··· Given data

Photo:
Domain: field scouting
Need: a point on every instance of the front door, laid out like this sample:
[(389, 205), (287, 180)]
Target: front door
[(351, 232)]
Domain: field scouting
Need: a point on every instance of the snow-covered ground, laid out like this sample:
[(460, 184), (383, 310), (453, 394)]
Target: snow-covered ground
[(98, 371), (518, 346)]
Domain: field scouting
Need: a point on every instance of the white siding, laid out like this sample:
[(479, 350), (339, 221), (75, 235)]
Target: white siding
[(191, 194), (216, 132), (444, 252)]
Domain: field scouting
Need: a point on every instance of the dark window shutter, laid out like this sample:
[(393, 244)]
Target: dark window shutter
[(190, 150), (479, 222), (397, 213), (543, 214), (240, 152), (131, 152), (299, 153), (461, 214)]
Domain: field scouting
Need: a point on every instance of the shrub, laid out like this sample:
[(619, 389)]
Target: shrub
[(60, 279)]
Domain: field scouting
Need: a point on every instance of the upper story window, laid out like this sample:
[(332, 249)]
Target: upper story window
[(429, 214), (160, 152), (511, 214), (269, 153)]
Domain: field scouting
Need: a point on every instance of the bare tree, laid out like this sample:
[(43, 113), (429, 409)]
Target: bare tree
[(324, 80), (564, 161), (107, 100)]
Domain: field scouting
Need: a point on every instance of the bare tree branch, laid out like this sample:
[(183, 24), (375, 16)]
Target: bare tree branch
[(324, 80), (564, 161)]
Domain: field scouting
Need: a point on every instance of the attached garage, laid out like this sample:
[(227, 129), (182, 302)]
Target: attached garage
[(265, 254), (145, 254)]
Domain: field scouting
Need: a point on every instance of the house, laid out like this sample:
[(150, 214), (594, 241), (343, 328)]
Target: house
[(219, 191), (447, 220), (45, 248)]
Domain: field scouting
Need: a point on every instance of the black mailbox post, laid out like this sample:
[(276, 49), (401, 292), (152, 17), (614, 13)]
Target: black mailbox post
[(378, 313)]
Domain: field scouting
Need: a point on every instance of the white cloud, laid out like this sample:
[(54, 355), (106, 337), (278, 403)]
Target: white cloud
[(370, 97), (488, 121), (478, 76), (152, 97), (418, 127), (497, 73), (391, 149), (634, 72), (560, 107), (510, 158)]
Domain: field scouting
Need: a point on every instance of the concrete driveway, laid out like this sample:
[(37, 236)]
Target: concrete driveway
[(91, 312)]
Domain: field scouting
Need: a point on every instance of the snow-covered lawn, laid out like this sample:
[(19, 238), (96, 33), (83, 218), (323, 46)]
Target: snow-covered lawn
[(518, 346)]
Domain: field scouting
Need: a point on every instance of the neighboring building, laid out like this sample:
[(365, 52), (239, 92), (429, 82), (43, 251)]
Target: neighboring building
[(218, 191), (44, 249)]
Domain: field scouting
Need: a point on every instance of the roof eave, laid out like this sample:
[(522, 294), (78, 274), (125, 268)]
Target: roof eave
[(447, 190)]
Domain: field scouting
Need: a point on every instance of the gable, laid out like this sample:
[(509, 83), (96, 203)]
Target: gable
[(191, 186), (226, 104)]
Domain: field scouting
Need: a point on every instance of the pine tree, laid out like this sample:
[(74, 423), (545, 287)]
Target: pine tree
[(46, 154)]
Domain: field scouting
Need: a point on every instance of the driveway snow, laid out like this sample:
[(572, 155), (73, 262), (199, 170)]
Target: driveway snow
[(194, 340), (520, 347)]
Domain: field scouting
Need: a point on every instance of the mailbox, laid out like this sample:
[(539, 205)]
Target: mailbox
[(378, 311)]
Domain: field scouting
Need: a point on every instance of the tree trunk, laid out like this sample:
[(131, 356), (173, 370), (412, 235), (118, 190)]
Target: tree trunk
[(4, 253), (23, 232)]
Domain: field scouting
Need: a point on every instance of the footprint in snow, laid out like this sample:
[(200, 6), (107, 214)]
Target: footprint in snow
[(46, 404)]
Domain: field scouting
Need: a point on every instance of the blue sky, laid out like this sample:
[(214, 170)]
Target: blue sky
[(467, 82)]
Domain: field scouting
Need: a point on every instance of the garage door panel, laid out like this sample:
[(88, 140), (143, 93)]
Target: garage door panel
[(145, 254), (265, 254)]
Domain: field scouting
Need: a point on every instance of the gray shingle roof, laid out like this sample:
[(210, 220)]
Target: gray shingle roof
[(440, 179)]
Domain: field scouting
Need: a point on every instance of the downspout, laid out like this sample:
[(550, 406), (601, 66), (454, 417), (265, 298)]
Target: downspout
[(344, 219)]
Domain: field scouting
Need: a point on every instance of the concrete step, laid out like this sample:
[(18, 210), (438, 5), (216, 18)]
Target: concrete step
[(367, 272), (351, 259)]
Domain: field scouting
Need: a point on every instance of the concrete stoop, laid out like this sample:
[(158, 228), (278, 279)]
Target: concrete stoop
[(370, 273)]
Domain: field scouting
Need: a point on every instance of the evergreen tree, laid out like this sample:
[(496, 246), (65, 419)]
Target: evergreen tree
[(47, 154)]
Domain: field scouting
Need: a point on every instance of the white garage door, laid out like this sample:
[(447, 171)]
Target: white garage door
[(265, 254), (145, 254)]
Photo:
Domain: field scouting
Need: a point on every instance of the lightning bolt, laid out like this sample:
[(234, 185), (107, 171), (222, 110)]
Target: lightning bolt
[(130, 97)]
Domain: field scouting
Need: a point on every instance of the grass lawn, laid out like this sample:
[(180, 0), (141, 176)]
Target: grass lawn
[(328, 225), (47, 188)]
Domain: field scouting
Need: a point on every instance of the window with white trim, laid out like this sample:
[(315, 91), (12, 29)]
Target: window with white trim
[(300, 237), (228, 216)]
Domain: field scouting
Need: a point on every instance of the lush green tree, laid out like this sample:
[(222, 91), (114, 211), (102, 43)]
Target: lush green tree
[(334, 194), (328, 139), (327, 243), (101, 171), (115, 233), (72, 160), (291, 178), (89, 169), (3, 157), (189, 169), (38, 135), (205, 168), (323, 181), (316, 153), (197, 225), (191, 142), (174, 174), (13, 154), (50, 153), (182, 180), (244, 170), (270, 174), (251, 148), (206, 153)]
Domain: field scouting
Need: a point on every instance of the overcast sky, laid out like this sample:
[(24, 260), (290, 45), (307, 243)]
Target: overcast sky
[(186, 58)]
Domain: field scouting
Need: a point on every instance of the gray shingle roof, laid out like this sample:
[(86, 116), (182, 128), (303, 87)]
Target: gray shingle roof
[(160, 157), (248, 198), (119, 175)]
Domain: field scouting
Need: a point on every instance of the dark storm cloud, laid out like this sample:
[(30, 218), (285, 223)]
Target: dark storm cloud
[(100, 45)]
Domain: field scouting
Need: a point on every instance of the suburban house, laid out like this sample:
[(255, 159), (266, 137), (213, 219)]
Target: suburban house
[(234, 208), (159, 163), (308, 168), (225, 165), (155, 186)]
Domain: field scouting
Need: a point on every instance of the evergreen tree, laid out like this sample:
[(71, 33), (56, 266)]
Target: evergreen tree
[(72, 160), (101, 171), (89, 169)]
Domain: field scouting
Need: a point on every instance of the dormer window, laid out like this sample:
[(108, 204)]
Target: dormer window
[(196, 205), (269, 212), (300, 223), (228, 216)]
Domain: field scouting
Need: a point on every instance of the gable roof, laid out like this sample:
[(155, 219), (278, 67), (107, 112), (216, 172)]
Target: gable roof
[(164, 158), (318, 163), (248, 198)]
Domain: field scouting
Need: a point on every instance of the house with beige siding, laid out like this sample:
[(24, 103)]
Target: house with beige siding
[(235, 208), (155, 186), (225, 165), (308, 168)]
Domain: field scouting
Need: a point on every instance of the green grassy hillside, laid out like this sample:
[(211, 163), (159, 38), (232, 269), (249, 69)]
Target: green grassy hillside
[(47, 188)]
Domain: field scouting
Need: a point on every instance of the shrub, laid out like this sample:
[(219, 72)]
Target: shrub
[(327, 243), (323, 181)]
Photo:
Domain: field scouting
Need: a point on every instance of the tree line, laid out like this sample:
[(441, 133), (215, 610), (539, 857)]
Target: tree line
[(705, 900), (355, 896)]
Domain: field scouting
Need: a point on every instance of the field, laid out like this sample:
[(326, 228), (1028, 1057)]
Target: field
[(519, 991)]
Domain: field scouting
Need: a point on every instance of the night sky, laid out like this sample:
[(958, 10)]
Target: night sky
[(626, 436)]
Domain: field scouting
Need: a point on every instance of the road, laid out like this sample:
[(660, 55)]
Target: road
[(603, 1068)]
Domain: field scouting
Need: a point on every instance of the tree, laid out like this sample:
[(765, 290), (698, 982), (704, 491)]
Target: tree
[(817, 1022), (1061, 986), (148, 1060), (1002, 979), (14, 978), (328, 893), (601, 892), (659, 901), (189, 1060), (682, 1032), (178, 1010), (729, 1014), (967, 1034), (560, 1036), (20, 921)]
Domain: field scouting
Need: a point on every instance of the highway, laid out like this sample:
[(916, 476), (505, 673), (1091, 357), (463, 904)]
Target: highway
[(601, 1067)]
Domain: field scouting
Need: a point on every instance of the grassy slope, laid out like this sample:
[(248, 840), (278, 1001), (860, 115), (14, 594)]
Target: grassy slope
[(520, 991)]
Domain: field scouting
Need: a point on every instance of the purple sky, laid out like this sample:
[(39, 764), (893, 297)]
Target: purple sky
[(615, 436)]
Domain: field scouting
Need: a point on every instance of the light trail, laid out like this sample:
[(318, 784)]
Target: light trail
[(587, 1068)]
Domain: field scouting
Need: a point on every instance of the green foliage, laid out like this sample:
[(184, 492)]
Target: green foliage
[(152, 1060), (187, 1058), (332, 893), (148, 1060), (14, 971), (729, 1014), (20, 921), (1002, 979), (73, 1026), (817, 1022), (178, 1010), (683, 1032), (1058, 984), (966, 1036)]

······

#### Instructions for the task:
Pull out each line of the material above that contains the word "garage".

#### Exercise response:
Need: a point on every instance of the attached garage, laid out like this sample:
Target: attached garage
Need: a point on every instance of the garage door panel, laid out like this sample:
Target: garage door panel
Need: a point on every instance of the white garage door, laid out like this sample:
Target: white garage door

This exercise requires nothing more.